## Stated goal 1
In the thread on lacquer blushing, repeat word for word the stretch from "Personally, I'd avoid" through "(May 28, 2009)".
## Stated goal 2
According to the lacquer blushing thread, why can a very light coat sprayed over a blushed area clear the blush? Answer in one to three sentences.
## Begin Excerpt to read
I keep my rattle can finishes in the house, when not in use. This way they will stay 60 - 75 degrees year round. With a garage shop, that is not terribly inconvenient for me.


----------



## SamuraiSaw (Jan 8, 2013)

It is most likely moisture. As Gary said, the best way the pull the blush out is a light coat of thinner. That "melts" the lacquer and allows the moisture to escape.

Personally, I'd avoid using the minwax. I don't like their products. Deft makes a spray lacquer in a rattle can that is pretty good.


----------



## huff (May 28, 2009)

buff1,

Definitely sounds like moisture (humidity). Sometimes just having a little heat will help with the humidity. Lacquer is usually the one we have the problem with blushing. Sometimes just spraying a very light coat each time will prevent it from blushing and sometimes that will also get rid of the blushing that's already accured.

If Lacquer is sprayed fairly heavy, moisture can get trapped in the finish since the top layer of the lacquer will flash over quickly and trap any moisture that may be in the finish. Since lacquer burns into itself each time a new coat is applied, sometimes if you spray a very light coat over the area that's blushed, it will disolve the top layer enough to let the moiture release.

Doesn't work all the time, but a lot of the time.


----------
## End Excerpt to read
## Begin Extracted records
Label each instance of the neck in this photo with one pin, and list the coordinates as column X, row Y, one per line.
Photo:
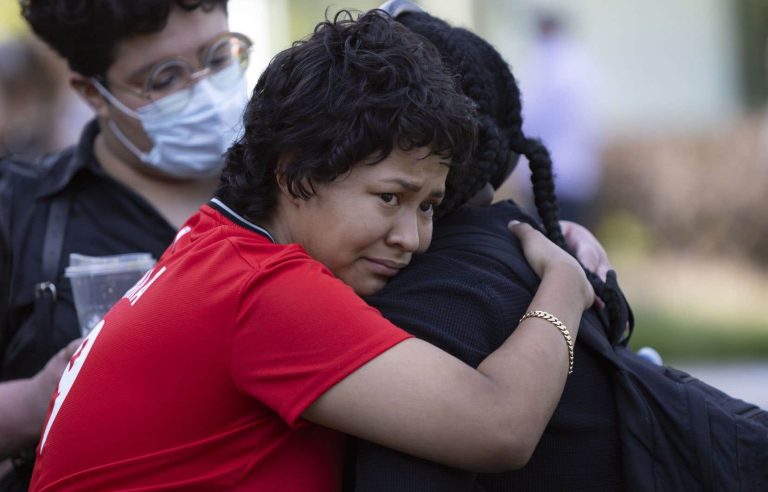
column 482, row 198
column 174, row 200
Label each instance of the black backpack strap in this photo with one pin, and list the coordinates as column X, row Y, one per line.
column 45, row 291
## End Extracted records
## Begin Extracted records
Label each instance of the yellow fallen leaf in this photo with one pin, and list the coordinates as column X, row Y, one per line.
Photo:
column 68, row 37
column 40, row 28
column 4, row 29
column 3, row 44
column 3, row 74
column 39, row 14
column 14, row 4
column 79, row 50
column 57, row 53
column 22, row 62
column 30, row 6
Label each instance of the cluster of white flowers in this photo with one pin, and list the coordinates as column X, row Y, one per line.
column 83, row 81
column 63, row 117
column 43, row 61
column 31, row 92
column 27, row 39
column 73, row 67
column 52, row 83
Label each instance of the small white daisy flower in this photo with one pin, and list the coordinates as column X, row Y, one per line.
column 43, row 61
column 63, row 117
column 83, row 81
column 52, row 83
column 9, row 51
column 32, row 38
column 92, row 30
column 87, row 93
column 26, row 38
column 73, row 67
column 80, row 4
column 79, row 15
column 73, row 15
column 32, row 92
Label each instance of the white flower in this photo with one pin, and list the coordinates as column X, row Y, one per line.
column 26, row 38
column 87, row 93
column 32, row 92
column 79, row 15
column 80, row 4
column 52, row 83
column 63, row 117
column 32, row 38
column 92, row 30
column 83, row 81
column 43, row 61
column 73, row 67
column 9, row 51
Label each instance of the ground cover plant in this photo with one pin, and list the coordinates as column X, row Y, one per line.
## End Extracted records
## Task answer 1
Personally, I'd avoid using the minwax. I don't like their products. Deft makes a spray lacquer in a rattle can that is pretty good.


----------



## huff (May 28, 2009)

## Task answer 2
Lacquer burns into itself each time a new coat goes on. A very light coat dissolves the top layer enough to let the trapped moisture escape.